WORK TO BE COMPLETED:
Collect each line from the entries below that contains the word "gray".

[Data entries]
************

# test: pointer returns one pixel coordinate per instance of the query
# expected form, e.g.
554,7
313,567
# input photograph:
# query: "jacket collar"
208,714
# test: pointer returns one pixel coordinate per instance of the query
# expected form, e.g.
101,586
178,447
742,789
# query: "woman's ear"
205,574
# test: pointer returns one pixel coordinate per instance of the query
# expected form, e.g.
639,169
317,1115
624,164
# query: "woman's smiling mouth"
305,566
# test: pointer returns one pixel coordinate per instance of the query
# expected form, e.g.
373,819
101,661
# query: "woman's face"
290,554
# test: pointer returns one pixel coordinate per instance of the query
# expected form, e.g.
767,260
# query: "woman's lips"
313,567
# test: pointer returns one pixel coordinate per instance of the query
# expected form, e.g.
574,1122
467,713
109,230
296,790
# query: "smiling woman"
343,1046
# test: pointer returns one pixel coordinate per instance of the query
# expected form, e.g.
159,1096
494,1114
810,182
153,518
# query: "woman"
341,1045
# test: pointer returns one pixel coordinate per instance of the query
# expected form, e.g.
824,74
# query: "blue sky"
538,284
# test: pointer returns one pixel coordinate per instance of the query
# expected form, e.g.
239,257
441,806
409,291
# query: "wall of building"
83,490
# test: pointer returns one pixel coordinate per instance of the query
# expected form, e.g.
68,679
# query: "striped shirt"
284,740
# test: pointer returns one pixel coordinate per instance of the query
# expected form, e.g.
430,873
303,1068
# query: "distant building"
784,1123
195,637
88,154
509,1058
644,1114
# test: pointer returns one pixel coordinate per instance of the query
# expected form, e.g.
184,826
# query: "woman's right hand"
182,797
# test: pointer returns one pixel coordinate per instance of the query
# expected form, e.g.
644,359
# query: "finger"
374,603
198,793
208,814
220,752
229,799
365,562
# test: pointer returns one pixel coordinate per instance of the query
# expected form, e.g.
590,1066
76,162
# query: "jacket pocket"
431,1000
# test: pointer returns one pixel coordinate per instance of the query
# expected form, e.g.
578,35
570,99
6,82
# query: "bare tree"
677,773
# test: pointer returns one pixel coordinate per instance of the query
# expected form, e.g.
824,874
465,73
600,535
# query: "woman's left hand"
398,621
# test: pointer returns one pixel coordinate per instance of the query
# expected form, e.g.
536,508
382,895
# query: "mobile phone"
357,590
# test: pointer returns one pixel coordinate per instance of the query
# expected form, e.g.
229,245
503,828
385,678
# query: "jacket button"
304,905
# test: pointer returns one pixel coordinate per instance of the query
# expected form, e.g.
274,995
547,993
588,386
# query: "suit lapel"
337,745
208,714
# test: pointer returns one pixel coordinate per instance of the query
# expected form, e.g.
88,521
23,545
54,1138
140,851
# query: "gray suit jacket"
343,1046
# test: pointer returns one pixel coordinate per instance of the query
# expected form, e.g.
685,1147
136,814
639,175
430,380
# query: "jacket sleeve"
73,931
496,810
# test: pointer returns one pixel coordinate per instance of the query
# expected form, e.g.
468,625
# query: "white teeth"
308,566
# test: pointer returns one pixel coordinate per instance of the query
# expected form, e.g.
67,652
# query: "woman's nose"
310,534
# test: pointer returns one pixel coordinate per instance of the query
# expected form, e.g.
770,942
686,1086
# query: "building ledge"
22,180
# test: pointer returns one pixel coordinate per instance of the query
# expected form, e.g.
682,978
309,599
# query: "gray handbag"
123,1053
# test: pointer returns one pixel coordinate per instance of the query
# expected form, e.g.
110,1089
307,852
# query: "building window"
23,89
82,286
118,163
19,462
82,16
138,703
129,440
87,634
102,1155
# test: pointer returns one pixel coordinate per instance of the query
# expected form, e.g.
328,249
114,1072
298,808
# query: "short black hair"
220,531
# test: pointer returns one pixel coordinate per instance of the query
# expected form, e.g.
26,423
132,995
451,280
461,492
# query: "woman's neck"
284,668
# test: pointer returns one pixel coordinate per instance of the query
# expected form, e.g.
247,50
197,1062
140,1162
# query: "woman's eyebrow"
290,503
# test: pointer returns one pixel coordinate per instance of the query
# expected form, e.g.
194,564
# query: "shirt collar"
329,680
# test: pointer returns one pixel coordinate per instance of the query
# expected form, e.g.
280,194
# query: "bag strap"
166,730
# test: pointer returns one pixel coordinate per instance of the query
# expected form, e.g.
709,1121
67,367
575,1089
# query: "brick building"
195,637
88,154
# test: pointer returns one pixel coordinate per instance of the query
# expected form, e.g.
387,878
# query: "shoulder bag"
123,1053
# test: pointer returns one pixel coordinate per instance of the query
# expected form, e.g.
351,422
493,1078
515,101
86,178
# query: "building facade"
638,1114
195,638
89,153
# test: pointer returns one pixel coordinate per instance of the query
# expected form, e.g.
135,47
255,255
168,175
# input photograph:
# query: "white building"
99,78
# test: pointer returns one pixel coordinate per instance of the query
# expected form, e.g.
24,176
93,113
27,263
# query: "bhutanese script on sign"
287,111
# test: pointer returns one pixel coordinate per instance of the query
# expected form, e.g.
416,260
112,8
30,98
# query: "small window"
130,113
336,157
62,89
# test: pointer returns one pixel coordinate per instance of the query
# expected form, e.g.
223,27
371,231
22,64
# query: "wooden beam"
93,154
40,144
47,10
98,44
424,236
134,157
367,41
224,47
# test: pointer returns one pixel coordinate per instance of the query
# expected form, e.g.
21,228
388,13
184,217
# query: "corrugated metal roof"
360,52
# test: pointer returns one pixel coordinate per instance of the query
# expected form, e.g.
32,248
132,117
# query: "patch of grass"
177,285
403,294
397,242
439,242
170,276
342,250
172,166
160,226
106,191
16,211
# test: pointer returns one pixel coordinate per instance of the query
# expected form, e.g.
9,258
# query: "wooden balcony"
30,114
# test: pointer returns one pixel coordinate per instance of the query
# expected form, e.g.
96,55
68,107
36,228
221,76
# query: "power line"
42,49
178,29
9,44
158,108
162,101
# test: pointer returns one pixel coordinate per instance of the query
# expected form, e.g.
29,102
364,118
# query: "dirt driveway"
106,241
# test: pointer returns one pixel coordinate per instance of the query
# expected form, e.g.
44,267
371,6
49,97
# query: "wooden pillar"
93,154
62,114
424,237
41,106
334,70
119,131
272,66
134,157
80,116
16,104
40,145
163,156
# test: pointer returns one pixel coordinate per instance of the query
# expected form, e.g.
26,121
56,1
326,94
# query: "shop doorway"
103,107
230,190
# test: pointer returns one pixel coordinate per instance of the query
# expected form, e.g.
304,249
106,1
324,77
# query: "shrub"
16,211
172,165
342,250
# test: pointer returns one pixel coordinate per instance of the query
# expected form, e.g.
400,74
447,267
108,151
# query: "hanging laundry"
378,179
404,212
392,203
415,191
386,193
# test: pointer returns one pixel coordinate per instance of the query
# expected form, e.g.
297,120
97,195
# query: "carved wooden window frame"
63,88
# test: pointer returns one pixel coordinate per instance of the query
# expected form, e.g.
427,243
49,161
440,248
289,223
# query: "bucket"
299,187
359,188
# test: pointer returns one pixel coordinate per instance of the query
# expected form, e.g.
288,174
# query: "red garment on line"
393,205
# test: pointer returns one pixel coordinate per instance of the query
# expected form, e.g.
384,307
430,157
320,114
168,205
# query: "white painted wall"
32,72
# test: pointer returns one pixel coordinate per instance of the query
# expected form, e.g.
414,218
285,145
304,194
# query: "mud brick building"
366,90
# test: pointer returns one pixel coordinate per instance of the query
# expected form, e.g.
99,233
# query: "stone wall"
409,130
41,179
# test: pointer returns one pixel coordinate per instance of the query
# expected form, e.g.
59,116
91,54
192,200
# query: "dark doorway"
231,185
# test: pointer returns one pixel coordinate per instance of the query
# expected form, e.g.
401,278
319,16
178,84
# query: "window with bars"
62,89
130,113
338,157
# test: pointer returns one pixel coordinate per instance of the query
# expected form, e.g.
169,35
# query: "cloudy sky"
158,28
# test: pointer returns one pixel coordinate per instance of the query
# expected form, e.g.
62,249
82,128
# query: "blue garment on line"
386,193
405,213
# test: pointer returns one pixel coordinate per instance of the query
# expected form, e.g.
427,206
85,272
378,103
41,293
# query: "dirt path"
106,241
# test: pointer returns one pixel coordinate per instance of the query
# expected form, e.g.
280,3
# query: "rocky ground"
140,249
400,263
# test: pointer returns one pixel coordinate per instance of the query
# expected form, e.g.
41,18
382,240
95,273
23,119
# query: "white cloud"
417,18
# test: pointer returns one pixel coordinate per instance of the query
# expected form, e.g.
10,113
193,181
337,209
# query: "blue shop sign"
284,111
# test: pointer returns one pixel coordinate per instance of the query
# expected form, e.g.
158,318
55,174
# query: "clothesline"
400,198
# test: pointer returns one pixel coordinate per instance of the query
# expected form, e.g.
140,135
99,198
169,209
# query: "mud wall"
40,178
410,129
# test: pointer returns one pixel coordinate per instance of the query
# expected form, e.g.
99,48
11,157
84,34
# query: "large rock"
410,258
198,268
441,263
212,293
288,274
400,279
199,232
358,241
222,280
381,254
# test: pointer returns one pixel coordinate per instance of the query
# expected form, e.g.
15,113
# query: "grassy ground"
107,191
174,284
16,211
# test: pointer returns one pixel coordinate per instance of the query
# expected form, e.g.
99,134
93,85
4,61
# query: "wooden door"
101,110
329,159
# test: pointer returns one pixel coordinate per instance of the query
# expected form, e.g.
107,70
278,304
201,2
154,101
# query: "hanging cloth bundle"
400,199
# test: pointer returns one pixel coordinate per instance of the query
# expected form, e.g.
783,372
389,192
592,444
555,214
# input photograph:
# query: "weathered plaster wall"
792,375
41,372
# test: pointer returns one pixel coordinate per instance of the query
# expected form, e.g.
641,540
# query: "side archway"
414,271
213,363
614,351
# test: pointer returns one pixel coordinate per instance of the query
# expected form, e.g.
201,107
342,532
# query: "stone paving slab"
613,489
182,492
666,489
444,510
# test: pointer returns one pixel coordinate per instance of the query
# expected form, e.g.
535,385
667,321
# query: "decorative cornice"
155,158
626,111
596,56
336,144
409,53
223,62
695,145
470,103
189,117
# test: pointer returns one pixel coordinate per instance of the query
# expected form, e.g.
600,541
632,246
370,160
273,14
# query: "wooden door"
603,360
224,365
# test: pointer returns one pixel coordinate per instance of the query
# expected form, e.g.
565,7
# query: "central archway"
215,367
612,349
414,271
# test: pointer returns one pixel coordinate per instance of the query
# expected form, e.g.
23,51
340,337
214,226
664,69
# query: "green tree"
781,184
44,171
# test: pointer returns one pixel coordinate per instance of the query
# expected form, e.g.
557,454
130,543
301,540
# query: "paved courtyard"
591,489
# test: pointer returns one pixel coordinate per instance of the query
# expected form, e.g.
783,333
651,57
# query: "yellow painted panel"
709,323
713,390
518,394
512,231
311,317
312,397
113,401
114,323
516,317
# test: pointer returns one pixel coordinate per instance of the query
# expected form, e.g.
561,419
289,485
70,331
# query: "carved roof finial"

************

ANSWER TO THE EXERCISE:
# query: "gray suit jacket"
# query: "gray handbag"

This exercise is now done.